## Goal of the exercise
Please give again every line from the one containing "For every instance of the white trim, put" up to and including the last of the items below, with the requests as well, shifting every point coordinate in the answers by -139. Leave the pictures out of your answer.

## Supplied data
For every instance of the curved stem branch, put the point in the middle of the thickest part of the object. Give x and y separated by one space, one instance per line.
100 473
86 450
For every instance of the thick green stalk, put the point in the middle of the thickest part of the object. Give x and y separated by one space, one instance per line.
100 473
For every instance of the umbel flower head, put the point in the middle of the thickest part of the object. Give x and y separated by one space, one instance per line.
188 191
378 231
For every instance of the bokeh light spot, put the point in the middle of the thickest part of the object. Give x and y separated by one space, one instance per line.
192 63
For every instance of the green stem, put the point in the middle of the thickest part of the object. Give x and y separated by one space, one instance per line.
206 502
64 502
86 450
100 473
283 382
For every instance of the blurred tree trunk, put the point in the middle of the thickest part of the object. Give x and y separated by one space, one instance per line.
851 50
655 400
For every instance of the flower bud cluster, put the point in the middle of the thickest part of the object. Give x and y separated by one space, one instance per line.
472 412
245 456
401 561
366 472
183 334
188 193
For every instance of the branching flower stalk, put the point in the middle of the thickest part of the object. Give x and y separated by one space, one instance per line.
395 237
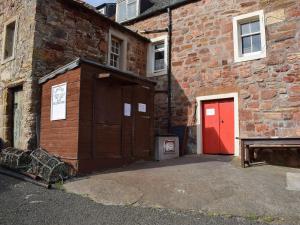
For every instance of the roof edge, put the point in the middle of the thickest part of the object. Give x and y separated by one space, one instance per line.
77 62
156 12
93 10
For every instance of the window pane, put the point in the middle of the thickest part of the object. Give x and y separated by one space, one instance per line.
159 46
122 11
9 40
246 45
245 28
256 43
131 7
255 27
159 61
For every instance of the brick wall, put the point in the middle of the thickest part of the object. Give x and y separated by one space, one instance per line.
66 31
18 72
51 34
202 61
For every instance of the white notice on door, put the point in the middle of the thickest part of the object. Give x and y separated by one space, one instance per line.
59 102
127 109
210 112
142 107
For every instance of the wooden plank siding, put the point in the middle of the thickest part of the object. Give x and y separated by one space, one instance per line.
96 135
61 137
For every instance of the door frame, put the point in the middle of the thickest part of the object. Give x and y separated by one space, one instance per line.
199 123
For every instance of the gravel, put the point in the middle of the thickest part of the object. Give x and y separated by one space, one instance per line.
23 203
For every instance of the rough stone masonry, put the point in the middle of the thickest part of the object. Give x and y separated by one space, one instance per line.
51 34
203 64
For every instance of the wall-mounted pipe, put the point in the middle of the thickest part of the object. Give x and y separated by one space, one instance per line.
170 29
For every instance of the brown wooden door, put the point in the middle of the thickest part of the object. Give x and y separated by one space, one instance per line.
127 122
107 120
17 117
143 122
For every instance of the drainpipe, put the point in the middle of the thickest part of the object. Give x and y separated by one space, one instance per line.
169 66
169 70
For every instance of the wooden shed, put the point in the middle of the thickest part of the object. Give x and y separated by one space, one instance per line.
96 117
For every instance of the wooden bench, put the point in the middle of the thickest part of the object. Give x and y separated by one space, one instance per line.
263 142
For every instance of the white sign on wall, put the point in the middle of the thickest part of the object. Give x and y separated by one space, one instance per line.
142 107
210 112
127 109
59 102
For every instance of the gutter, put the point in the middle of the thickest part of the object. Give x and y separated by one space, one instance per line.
170 30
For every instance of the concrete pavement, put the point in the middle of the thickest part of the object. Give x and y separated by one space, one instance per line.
212 184
26 204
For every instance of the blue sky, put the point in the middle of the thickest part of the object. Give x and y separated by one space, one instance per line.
98 2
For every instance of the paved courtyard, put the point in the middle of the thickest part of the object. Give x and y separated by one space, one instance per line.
23 203
211 184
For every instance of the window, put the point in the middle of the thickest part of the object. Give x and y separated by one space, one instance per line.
131 9
127 9
9 40
115 52
249 37
102 11
117 56
157 56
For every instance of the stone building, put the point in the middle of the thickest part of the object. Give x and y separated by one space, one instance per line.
246 51
38 36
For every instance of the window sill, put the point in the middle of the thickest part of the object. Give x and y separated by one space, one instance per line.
250 57
157 74
7 60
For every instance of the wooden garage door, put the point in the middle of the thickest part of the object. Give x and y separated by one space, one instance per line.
218 127
107 120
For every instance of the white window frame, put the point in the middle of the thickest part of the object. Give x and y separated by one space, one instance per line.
138 4
123 53
102 11
16 20
150 62
237 21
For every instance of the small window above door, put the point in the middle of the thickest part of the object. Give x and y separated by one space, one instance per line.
249 37
158 56
9 40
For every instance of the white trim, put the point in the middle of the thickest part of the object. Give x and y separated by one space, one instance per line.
199 100
16 20
123 38
138 10
150 60
238 56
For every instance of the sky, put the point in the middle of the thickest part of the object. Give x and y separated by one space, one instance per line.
98 2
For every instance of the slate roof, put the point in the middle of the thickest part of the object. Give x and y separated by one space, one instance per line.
160 4
78 61
92 9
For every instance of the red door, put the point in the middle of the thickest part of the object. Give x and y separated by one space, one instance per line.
218 127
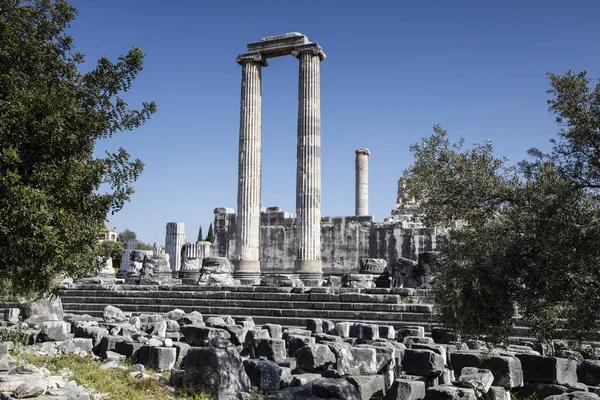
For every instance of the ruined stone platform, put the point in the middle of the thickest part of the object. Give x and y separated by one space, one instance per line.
280 305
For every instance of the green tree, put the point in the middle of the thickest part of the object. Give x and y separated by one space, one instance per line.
126 235
532 244
210 236
55 194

## Answer to the task
For every instance of the white trim, put the point in the middle of the thickest part of the object. Give x and y separated by one space, one instance per line.
60 -39
-123 -119
-16 -101
-1 -129
11 -79
99 -83
For every instance of the sky, put the point in the middle of the thickest part of the object. Give x and y separated by one space, one instance per line.
-41 -137
For every instance of the slate roof, put the point in the middle of the thickest part of the object. Give x and y separated by one space, one instance per line.
21 -135
-61 -78
-47 -130
For every instance of the red door, put the point in the middle of the thickest part of the object. Give x and y separated by one space, one instance per line.
79 -12
For every instance of the ruined stone platform, put the point in the middle of the thickest part of the object. Give x and y separated by one space, one instance per line.
141 166
For every instance of the green tree, put the point in the middle of the thickest part of the object. Give x and y separated by one space, one instance per line.
-13 96
393 105
71 97
-84 55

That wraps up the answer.